** Obiettivo 1 **
Riscriva in forma più concisa il paragrafo del testo che comincia con «La profonda corruzione scoperchiata», mantenendone i fatti principali.

Il grande Leopardi aveva già intuito come sarebbe diventata Roma: come la descriveva due secoli fa

VI GIUNSE IL 23 novembre 1822, ospite dello zio materno Carlo Antici, nel palazzo Antici-Mattei che si trova nell’attuale via Michelangelo Caetani. NE RIMASE PROFONDAMENTE DELUSO
La profonda corruzione scoperchiata con Mafia Capitale, la sporcizia, i mezzi di trasporto inefficienti, l’insicurezza, le strade lastricate di buche, i Vigili urbani assenti, il cinismo e l’ipocrisia dominanti, gli sprechi per i lavori pubblici, sono i tanti colori tristi e vergognosi che dipingono la Roma di oggi. Una situazione la cui gravità si amplifica considerato che è la Capitale, che in fondo si presta come giusto specchio di un Paese allo sfascio. Il centrodestra (oltre al Movimento cinque stelle e parte dello stesso Pd) vuole la testa del Sindaco Ignazio Marino, dimenticando però che con Alemanno le cose non sono andate molto meglio. Certo, il centrosinistra ha governato per molti anni, con le precedenti esperienze di Rutelli e Veltroni. Dunque di colpe ne ha non poche. E a leggere il modo col quale il grande Poeta Giacomo Leopardi descriveva la città quando ne fu in visita per cinque mesi quasi due secoli fa, sembra che avesse previsto come la città si sarebbe ridotta oggi.

** Dati in ingresso **

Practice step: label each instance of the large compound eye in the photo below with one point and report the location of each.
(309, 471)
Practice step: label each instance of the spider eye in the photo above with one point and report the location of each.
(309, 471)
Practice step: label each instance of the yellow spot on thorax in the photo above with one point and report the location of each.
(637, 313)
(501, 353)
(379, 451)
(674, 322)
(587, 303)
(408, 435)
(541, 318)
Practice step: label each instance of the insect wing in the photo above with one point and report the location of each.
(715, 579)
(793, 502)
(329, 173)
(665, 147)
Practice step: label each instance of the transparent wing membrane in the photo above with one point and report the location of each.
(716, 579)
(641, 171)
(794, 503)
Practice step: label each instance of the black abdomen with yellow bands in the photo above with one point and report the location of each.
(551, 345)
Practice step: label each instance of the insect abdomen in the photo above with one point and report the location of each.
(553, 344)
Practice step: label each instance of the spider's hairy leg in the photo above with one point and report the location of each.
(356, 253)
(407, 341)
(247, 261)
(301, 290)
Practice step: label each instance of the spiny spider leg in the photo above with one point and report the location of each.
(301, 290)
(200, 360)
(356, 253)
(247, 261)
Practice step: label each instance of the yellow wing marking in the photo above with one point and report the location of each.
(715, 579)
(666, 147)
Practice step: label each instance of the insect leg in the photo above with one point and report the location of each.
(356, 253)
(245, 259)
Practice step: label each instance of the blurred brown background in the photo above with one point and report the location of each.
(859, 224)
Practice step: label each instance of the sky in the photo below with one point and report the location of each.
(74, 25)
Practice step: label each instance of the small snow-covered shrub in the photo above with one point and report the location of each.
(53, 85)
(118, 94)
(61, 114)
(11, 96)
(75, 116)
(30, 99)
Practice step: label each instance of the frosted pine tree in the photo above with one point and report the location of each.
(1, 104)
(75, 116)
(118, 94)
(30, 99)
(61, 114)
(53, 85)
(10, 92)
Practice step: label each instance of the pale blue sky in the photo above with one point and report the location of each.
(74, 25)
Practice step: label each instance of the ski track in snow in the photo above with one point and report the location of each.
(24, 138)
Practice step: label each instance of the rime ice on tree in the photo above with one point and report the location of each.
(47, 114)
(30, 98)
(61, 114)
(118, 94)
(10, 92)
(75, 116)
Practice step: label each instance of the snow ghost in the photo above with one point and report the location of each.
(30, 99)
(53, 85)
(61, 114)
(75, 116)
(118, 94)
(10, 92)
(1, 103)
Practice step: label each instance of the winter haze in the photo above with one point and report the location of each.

** Obiettivo 2 **
Individui tutte le righe dei record che contengono la parola "below" e le trascriva.

** Soluzione scritta 1 **
La Roma di oggi è segnata da molti mali: la corruzione emersa con Mafia Capitale, la sporcizia, i trasporti inefficienti, l'insicurezza, le strade piene di buche, l'assenza dei Vigili urbani, il cinismo, l'ipocrisia e gli sprechi nei lavori pubblici. La situazione è tanto più grave perché si tratta della Capitale, specchio di un Paese allo sfascio. Il centrodestra, insieme al Movimento cinque stelle e a parte del Pd, chiede la testa del Sindaco Ignazio Marino, dimenticando che con Alemanno le cose non andavano molto meglio. Anche il centrosinistra, che ha governato a lungo con Rutelli e Veltroni, ha non poche colpe. La descrizione che Giacomo Leopardi diede della città durante la sua visita di cinque mesi, quasi due secoli fa, sembra anticipare la Roma di oggi.

** Soluzione scritta 2 **
Practice step: label each instance of the large compound eye in the photo below with one point and report the location of each.
Practice step: label each instance of the sky in the photo below with one point and report the location of each.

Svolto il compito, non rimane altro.